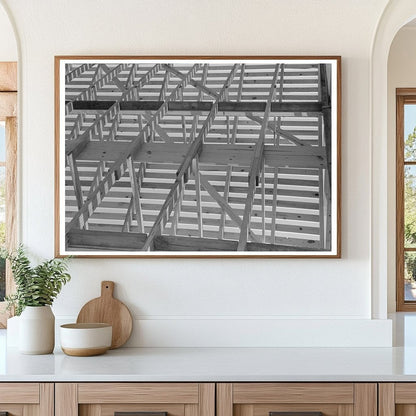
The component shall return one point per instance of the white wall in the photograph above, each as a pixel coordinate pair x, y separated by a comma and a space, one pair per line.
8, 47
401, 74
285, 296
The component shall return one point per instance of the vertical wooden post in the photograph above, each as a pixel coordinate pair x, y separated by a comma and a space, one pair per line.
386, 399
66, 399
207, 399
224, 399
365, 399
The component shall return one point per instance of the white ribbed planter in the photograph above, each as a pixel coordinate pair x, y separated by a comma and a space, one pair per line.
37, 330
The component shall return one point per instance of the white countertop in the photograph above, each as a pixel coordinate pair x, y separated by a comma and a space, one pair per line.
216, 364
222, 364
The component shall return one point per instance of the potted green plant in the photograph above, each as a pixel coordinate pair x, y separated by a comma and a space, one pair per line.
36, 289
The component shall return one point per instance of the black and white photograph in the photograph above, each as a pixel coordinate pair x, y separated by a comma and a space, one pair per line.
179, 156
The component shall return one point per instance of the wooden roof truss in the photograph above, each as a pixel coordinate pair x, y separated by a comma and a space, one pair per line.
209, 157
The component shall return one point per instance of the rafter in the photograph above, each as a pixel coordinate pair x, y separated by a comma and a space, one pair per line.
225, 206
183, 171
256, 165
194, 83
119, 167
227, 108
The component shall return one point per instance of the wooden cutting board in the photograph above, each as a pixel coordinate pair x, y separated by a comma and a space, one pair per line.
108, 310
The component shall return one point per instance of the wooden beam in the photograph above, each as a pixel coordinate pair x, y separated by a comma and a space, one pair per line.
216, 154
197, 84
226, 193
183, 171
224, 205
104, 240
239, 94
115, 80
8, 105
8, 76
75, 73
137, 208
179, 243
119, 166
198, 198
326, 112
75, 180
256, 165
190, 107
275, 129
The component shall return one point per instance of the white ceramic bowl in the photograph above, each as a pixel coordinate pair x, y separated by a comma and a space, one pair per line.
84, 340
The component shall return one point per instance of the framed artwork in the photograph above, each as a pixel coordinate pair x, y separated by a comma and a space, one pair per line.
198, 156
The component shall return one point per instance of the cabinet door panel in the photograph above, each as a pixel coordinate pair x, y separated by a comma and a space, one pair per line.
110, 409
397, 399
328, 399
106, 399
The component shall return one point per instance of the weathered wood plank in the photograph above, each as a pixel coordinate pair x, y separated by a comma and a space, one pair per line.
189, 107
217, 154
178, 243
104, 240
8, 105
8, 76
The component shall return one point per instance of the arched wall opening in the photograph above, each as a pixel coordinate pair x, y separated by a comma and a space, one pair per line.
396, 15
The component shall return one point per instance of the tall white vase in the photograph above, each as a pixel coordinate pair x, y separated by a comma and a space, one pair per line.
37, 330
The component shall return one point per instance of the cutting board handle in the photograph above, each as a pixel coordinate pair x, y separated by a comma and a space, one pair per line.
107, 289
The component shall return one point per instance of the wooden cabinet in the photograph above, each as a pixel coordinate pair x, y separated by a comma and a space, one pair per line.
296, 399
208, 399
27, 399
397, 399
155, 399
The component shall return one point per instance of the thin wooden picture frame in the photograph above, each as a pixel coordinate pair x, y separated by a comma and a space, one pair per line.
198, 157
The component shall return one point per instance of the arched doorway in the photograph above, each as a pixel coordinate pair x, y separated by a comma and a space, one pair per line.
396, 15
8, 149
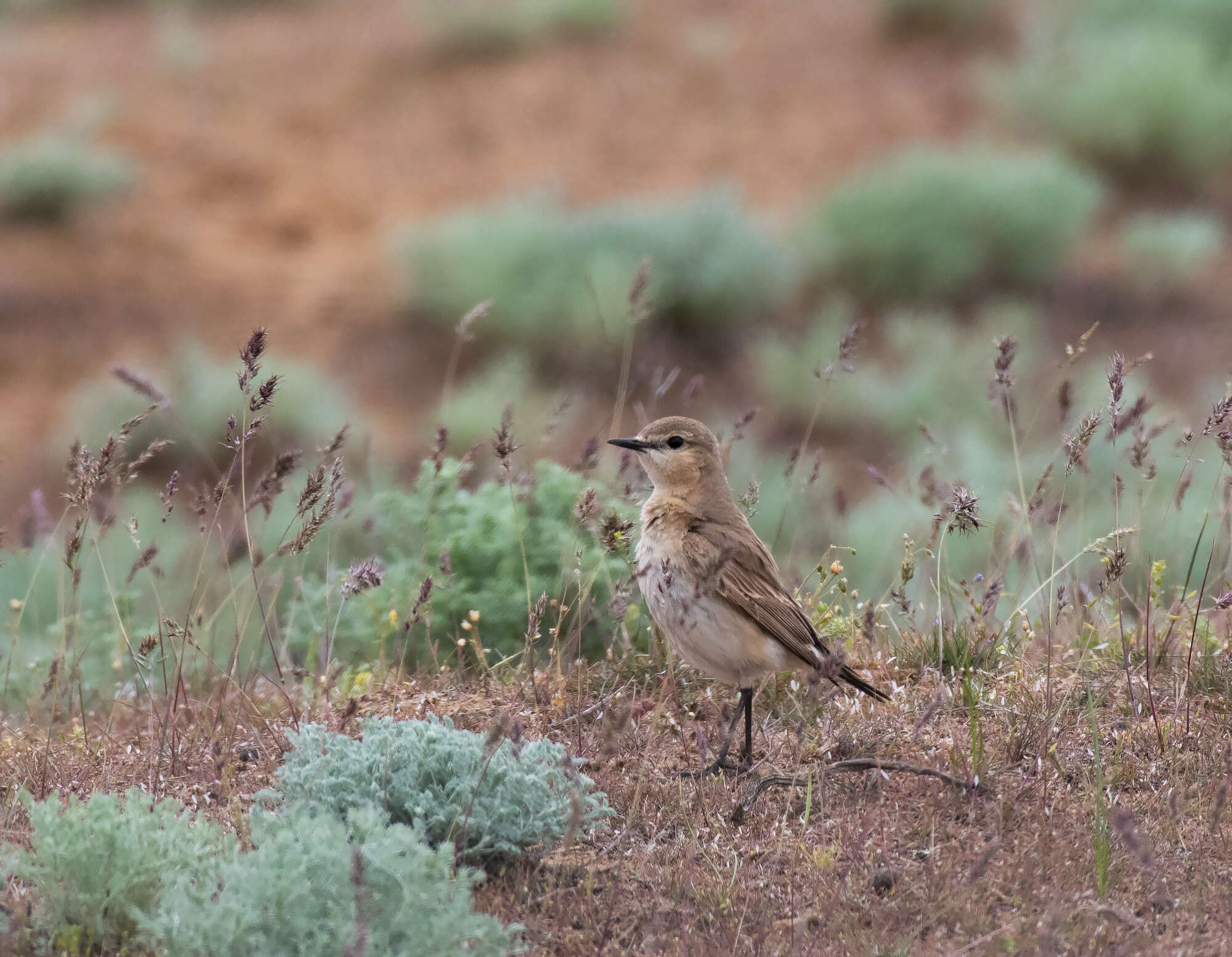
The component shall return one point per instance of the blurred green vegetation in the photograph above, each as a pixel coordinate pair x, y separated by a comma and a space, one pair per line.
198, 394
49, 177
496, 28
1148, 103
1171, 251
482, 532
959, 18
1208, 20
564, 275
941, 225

********************

== BRIEF ==
Starting from the line holding "The component shall return one point per instance of the blurred", restate the remaining lines of the data word for word, including the last.

== THE COMPLETED TASK ==
The component shall return one point per instance of the blurred green vegetation in the photograph above, each as a pixel coordinate pair x, y separated by a comma and a space, one pair per line.
198, 394
49, 177
496, 28
1148, 103
1171, 251
482, 532
959, 18
1208, 20
564, 275
941, 225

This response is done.